- _WHAT TO WORK ON_
Reproduce the data that follows in its entirety, character for character.

---------------

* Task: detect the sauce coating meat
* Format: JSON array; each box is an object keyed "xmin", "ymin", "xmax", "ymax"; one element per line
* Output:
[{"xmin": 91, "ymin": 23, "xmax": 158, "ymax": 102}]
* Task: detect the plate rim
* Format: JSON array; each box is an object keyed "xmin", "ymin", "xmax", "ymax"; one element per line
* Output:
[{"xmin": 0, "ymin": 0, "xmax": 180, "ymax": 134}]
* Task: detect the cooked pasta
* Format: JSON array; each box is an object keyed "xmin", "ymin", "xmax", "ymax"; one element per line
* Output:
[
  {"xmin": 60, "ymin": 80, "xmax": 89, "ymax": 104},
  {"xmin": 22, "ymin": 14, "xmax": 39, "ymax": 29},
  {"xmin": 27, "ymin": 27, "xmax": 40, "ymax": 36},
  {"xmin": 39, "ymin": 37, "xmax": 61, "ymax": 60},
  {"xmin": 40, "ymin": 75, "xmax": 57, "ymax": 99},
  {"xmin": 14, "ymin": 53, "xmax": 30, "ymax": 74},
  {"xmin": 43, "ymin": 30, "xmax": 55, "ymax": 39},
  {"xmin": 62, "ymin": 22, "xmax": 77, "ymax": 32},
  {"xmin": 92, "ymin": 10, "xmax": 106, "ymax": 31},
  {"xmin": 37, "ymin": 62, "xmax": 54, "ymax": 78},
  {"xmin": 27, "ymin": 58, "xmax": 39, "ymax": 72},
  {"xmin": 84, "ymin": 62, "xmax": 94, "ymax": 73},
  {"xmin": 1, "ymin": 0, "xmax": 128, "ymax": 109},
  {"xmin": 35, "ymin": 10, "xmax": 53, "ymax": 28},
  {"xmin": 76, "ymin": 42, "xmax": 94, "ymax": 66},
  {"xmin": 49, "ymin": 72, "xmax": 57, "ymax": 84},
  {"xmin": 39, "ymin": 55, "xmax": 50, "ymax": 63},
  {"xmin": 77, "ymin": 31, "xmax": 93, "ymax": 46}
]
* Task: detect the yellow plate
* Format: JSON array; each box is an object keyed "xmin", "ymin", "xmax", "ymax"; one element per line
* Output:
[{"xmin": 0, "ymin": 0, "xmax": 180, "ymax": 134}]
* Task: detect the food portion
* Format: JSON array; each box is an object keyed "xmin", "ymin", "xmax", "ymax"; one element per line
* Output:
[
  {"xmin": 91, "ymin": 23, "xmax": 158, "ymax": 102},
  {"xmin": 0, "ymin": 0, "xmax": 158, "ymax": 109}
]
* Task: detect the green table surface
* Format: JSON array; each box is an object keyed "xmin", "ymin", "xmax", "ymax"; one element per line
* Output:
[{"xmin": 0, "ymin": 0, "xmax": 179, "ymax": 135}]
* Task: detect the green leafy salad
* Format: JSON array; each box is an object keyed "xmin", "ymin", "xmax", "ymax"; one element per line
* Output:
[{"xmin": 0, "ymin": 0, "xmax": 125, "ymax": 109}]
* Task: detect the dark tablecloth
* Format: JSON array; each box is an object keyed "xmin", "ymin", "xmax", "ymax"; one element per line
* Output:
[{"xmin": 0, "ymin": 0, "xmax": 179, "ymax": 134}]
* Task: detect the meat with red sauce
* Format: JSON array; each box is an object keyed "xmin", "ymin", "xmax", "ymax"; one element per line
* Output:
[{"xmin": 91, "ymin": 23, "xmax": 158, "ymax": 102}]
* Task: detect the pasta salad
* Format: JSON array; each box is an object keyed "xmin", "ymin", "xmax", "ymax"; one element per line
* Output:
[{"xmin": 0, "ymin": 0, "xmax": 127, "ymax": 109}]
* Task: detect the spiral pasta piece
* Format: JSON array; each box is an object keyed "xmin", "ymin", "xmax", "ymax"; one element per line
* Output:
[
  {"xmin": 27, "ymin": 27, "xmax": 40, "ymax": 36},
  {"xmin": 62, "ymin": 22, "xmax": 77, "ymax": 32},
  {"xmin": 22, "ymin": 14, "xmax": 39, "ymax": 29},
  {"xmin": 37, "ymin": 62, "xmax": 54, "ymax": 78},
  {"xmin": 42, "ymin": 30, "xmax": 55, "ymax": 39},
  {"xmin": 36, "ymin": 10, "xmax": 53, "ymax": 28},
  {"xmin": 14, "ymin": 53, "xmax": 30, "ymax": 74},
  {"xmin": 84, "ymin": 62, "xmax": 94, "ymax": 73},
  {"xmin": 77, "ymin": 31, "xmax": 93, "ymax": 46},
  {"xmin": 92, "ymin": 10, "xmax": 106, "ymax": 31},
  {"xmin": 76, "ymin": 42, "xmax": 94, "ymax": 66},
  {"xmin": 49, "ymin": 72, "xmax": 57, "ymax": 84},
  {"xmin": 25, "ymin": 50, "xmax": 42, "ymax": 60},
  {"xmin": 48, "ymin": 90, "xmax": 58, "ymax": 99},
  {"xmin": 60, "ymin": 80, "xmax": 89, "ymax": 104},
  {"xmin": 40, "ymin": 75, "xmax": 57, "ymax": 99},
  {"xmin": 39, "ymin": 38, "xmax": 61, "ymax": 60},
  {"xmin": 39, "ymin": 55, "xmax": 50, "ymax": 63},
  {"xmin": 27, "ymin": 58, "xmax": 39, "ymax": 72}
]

---------------

- _TASK SOLUTION_
* Task: detect the sauce coating meat
* Format: JSON array; each box is an object keyed "xmin", "ymin", "xmax", "ymax"; one element per line
* Output:
[{"xmin": 91, "ymin": 23, "xmax": 158, "ymax": 102}]
* Task: detect the plate rim
* Format: JSON array; each box is an object keyed "xmin", "ymin", "xmax", "ymax"; one element per line
* Output:
[{"xmin": 0, "ymin": 0, "xmax": 180, "ymax": 134}]
* Task: detect the cooked pasta
* Format: JSON array; each box is an object keyed "xmin", "ymin", "xmax", "ymax"; one element per line
* Output:
[
  {"xmin": 60, "ymin": 80, "xmax": 89, "ymax": 104},
  {"xmin": 22, "ymin": 14, "xmax": 39, "ymax": 29},
  {"xmin": 27, "ymin": 27, "xmax": 40, "ymax": 36},
  {"xmin": 39, "ymin": 37, "xmax": 61, "ymax": 60},
  {"xmin": 40, "ymin": 75, "xmax": 57, "ymax": 99},
  {"xmin": 14, "ymin": 53, "xmax": 30, "ymax": 74},
  {"xmin": 43, "ymin": 30, "xmax": 55, "ymax": 39},
  {"xmin": 62, "ymin": 22, "xmax": 77, "ymax": 32},
  {"xmin": 92, "ymin": 10, "xmax": 106, "ymax": 31},
  {"xmin": 37, "ymin": 62, "xmax": 54, "ymax": 78},
  {"xmin": 27, "ymin": 58, "xmax": 39, "ymax": 72},
  {"xmin": 84, "ymin": 62, "xmax": 94, "ymax": 73},
  {"xmin": 1, "ymin": 0, "xmax": 128, "ymax": 109},
  {"xmin": 35, "ymin": 10, "xmax": 53, "ymax": 28},
  {"xmin": 76, "ymin": 42, "xmax": 94, "ymax": 66},
  {"xmin": 49, "ymin": 72, "xmax": 57, "ymax": 84},
  {"xmin": 39, "ymin": 55, "xmax": 50, "ymax": 63},
  {"xmin": 77, "ymin": 31, "xmax": 93, "ymax": 46}
]
* Task: detect the yellow plate
* Format: JSON array; each box is an object keyed "xmin", "ymin", "xmax", "ymax"; one element per line
* Output:
[{"xmin": 0, "ymin": 0, "xmax": 180, "ymax": 134}]
* Task: detect the food portion
* Format: JSON array; each box is an object keyed "xmin", "ymin", "xmax", "ymax"; one element per line
* Output:
[
  {"xmin": 91, "ymin": 23, "xmax": 158, "ymax": 102},
  {"xmin": 0, "ymin": 0, "xmax": 158, "ymax": 109}
]
* Task: detect the green table surface
* Format: JSON array; each box is an object keyed "xmin", "ymin", "xmax", "ymax"; one element per line
* Output:
[{"xmin": 0, "ymin": 0, "xmax": 179, "ymax": 135}]
* Task: detect the green leafy salad
* Format: JSON array; each box is an object keyed "xmin", "ymin", "xmax", "ymax"; one element per line
* Output:
[{"xmin": 0, "ymin": 0, "xmax": 125, "ymax": 109}]
* Task: detect the dark tablecloth
* Format: JSON array; each box is an object keyed "xmin", "ymin", "xmax", "ymax"; one element per line
* Output:
[{"xmin": 0, "ymin": 0, "xmax": 179, "ymax": 134}]
* Task: detect the meat with red sauce
* Format: JSON array; each box is an object keyed "xmin", "ymin", "xmax", "ymax"; one element per line
* Output:
[{"xmin": 91, "ymin": 23, "xmax": 158, "ymax": 102}]
* Task: detect the pasta salad
* Format: JSON array; each box is an object keyed "xmin", "ymin", "xmax", "ymax"; one element per line
* Output:
[{"xmin": 0, "ymin": 0, "xmax": 127, "ymax": 109}]
* Task: detect the spiral pasta piece
* Format: JSON array; each box is an object keyed "xmin", "ymin", "xmax", "ymax"; one element per line
* Output:
[
  {"xmin": 27, "ymin": 27, "xmax": 40, "ymax": 36},
  {"xmin": 62, "ymin": 22, "xmax": 77, "ymax": 32},
  {"xmin": 22, "ymin": 14, "xmax": 39, "ymax": 29},
  {"xmin": 37, "ymin": 62, "xmax": 54, "ymax": 78},
  {"xmin": 42, "ymin": 30, "xmax": 55, "ymax": 39},
  {"xmin": 36, "ymin": 10, "xmax": 53, "ymax": 28},
  {"xmin": 14, "ymin": 53, "xmax": 30, "ymax": 74},
  {"xmin": 84, "ymin": 62, "xmax": 94, "ymax": 73},
  {"xmin": 77, "ymin": 31, "xmax": 93, "ymax": 46},
  {"xmin": 92, "ymin": 10, "xmax": 106, "ymax": 31},
  {"xmin": 76, "ymin": 42, "xmax": 94, "ymax": 66},
  {"xmin": 49, "ymin": 72, "xmax": 57, "ymax": 84},
  {"xmin": 25, "ymin": 50, "xmax": 42, "ymax": 60},
  {"xmin": 48, "ymin": 90, "xmax": 58, "ymax": 99},
  {"xmin": 60, "ymin": 80, "xmax": 89, "ymax": 104},
  {"xmin": 40, "ymin": 75, "xmax": 57, "ymax": 99},
  {"xmin": 39, "ymin": 38, "xmax": 61, "ymax": 60},
  {"xmin": 39, "ymin": 55, "xmax": 50, "ymax": 63},
  {"xmin": 27, "ymin": 58, "xmax": 39, "ymax": 72}
]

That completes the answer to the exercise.